- **Text section**:
▬▬▬

These docs are for Cribl Edge 4.3 and are no longer actively maintained.
See the latest version (4.13).
Persistent Queues
Cribl Edge’s persistent queuing (PQ) feature helps minimize data loss if a downstream receiver or internal process is unreachable or slow to respond. PQ provides durability by writing data to disk for the duration of the outage, and then forwarding it upon recovery.
Persistent queues can be enabled:
- On Push Sources.
- On Streaming Destinations. (Sources can also take advantage of a Destination’s queue to keep data flowing.)
The PQ feature may be restricted based on your Cribl license. See the Pricing page for details.
Persistent Queues Supplement In‑Memory Queues
Persistent queues trigger differently on the Destination versus Source side.
Destination Side
On each Cribl Edge Destination, an in-memory buffer helps the Destination absorb temporary imbalances between inbound and outbound data rates. For example, if there is an inbound burst of data, the Destination will store events in its buffer, and will then output them at the rate that the downstream receiver can catch up.
Only when this buffer is full will the Destination impose backpressure upstream. (This threshold varies per Destination type.) This is where persistent queues help safeguard your data.
Life Without PQ
You can configure each Destination’s backpressure behavior to one of Block, or Drop Events, or (on Destinations that support it) Persistent Queue.
In Block mode, the output will refuse to accept new data until the receiver is ready. The system will back propagate block “signals” all the way back to the sender (assuming that the sender supports backpressure, too). In general, TCP-based senders support backpressure, but this is not a guarantee: Each upstream application’s developer is responsible for ensuring that the application stops sending data once Cribl Edge stops sending TCP acknowledgments back to it.
In Drop mode, the Destination will discard new events until the receiver is ready. In some environments, the in-memory queues and their block or drop behavior are acceptable.
PQ = Durability
Persistent queues serve environments where more durability is required (such as, outages last longer than memory queues can sustain), or where upstream senders do not support backpressure (such as, ephemeral/network senders).
Engaging persistent queues in these scenarios can help minimize data loss. Once the in-memory buffer is full, the Source or Destination will write its data to disk. Then, when the downstream receiver or Cribl process is ready, the Source/Destination will start draining its queue.
By default, after data flow is re-established, a Destination will forward events in FIFO (first in, first out) order: It will send out earlier queued events before newly arriving events. However, in Cribl Edge 4.1 and later, you can instead prioritize new events by disabling Destinations’ Strict ordering control.
Source Side
Push Sources’ config modals also provide a PQ option. When you enable PQ, you can choose between two trigger conditions:
Always On
mode will use PQ as a buffer for all events.Smart
mode will engage PQ only upon backpressure from downstream receivers or Cribl processes.
Source and/or Destination PQ?

▬▬▬

- **Dataset records**:

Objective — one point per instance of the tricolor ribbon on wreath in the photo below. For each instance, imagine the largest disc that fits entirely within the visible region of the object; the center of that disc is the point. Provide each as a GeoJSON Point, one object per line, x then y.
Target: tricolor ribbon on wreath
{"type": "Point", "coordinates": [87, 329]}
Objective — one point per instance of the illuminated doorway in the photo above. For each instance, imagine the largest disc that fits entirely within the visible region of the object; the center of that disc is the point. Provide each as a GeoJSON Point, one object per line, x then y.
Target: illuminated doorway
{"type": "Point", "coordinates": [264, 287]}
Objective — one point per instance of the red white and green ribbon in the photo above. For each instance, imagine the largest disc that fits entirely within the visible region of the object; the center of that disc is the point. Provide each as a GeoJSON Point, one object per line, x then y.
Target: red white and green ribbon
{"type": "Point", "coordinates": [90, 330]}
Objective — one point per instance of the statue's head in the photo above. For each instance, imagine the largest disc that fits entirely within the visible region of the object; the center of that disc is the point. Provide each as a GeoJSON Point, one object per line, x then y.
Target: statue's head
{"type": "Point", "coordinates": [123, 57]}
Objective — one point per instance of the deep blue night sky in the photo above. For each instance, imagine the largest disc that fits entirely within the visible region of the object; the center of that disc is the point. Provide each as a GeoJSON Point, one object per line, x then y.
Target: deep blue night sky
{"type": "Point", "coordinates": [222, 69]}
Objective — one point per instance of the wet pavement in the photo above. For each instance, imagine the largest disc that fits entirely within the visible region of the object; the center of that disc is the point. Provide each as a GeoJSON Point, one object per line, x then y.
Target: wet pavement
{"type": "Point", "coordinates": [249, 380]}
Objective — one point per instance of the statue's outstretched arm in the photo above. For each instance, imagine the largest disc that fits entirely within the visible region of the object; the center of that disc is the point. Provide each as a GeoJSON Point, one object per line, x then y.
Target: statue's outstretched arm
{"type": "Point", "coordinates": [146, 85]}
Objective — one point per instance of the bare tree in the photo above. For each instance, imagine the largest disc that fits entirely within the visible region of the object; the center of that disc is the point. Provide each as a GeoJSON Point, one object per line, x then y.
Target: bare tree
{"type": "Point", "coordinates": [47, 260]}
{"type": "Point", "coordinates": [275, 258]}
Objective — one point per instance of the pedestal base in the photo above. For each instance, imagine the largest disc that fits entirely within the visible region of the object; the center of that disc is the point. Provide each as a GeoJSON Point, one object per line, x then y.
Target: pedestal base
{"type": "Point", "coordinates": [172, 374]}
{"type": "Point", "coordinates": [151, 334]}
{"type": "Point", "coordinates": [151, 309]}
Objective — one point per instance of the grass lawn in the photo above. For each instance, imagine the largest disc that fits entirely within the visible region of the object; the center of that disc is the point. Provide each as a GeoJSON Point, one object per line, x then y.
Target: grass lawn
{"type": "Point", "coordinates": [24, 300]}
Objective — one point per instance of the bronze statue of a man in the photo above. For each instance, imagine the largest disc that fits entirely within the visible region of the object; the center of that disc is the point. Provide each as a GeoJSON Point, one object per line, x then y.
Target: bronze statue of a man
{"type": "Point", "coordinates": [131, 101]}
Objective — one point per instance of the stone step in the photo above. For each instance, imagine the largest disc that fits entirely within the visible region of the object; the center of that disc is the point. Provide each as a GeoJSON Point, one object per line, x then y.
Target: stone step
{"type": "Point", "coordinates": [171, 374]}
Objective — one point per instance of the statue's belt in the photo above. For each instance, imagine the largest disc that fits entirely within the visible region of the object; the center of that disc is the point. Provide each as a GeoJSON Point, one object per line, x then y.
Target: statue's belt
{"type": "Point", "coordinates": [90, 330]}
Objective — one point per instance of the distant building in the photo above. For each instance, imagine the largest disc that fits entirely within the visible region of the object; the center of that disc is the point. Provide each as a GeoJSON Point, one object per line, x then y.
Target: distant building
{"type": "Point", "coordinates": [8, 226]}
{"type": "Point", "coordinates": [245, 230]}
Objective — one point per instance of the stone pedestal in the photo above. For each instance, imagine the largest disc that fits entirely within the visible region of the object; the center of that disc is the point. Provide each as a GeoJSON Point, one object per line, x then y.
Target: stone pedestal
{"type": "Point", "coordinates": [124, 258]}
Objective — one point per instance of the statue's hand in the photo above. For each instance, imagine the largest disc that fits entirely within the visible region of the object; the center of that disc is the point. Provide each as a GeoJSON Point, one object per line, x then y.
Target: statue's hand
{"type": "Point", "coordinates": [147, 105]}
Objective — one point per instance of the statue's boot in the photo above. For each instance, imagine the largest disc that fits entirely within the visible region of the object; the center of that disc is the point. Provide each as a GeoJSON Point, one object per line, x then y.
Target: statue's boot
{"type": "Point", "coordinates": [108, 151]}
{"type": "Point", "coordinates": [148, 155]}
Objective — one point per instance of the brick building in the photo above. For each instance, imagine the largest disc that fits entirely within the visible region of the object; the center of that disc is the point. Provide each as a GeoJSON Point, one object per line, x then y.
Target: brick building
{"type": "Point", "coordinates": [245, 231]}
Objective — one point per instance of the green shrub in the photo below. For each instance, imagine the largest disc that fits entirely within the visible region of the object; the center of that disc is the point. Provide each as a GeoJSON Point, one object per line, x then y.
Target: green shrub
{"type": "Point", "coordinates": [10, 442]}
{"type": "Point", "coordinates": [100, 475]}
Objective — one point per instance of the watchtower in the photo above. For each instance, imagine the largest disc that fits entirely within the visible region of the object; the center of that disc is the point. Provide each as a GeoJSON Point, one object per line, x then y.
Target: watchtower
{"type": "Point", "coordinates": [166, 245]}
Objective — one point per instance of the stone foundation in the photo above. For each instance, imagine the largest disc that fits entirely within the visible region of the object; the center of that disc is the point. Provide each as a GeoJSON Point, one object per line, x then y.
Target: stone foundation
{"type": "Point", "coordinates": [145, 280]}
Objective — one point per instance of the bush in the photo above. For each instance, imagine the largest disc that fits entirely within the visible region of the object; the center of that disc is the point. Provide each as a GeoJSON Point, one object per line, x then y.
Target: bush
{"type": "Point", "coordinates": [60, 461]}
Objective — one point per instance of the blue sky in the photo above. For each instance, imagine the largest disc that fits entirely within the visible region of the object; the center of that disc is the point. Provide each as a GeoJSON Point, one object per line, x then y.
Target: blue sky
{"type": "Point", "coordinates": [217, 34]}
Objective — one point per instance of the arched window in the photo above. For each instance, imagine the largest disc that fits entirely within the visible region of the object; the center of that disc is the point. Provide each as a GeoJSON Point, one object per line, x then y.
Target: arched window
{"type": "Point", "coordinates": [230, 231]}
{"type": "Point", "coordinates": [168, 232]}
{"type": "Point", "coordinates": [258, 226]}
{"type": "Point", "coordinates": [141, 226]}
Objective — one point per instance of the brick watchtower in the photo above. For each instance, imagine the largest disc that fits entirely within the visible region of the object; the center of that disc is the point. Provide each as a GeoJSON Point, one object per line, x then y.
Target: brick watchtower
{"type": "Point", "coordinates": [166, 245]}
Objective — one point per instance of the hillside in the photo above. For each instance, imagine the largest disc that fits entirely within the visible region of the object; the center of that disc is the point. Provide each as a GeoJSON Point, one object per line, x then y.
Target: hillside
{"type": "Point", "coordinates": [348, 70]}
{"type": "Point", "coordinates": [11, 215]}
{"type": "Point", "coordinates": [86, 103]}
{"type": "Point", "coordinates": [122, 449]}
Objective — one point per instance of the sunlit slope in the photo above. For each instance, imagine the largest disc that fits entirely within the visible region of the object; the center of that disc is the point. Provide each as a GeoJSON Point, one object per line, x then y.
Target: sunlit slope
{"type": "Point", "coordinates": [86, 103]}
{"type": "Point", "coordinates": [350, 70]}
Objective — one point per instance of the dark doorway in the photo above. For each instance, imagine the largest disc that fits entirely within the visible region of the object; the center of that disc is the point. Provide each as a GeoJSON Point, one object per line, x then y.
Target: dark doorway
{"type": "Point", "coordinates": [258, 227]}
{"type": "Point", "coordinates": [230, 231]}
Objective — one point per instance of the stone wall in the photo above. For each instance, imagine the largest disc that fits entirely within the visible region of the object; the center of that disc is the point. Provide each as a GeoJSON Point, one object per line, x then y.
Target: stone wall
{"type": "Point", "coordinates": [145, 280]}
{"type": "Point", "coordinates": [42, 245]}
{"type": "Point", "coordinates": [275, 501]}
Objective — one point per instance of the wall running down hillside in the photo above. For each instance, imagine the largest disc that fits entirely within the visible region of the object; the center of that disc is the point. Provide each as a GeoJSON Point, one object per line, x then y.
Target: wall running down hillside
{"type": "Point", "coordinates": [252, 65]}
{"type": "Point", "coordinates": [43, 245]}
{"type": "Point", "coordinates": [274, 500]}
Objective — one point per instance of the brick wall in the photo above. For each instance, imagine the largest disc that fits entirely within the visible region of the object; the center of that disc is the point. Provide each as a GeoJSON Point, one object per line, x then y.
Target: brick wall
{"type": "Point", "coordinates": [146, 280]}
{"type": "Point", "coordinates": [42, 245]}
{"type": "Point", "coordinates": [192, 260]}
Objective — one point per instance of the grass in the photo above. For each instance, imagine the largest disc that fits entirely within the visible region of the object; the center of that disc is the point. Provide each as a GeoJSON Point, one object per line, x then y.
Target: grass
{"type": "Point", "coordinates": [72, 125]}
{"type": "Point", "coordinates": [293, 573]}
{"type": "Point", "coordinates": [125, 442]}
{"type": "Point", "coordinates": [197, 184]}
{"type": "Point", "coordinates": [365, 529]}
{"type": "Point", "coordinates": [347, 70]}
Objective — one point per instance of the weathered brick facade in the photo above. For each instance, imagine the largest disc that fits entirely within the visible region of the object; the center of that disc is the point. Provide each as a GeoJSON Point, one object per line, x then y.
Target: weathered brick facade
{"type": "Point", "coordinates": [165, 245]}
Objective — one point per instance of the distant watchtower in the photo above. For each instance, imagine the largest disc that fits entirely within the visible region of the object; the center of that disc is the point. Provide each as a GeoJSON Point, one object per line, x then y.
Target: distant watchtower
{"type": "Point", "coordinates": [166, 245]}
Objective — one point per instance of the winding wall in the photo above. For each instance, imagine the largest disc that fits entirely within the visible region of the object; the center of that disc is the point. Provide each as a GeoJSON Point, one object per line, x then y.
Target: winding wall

▬▬▬

- **Exercises to complete**:
(1) Update the entries from the line containing "Objective — one point per instance of the winding" through the end of the entries, replacing "winding wall" with "stone wall" and leaving everything else unchanged.
(2) Continue the text on persistent queues from the point where it stops.
The text and the entries were taken from unrelated sources.

- **Answers in order**:
(1)
Objective — one point per instance of the stone wall in the photo above. For each instance, imagine the largest disc that fits entirely within the visible region of the object; the center of that disc is the point. Provide each as a GeoJSON Point, one object per line, x then y.
Target: stone wall

(2)
If your Source(s) and Destination(s) both support persistent queues, which side should you enable? If you prioritize maximum data retention and delivery over performance, Cribl recommends that you enable both Source PQ and Destination PQ.
When PQ is engaged, throughput will be somewhat slower. But in exchange for this extra latency, you’ll minimize your risk of data loss.
Because of this latency penalty, it is redundant to enable PQ on a Source whose upstream sender is configured to safeguard events in its own disk buffer.
Persistent Queue Details and Constraints
Persistent queues are:
Available on Push Sources.
Available on the output side (that is, after processing) of all streaming Destinations, with these exceptions: Syslog and Graphite (when you select UDP as the outbound protocol) and SNMP Trap.
Implemented at the Worker Process level, with independent sizing configuration and dynamic engagement per Worker Process.
With load-balanced Destinations (such as Splunk Load Balanced, Splunk HEC, Elasticsearch, TCP JSON, and Syslog with TCP), engaged only when all of the Destination’s receivers are blocking data flow. (Here, a single live receiver will prevent PQ from engaging on the corresponding Destination.)
Note that PQ will not engage if at least one outbound TCP socket connection is active, even if the receiver is sending a backpressure signal.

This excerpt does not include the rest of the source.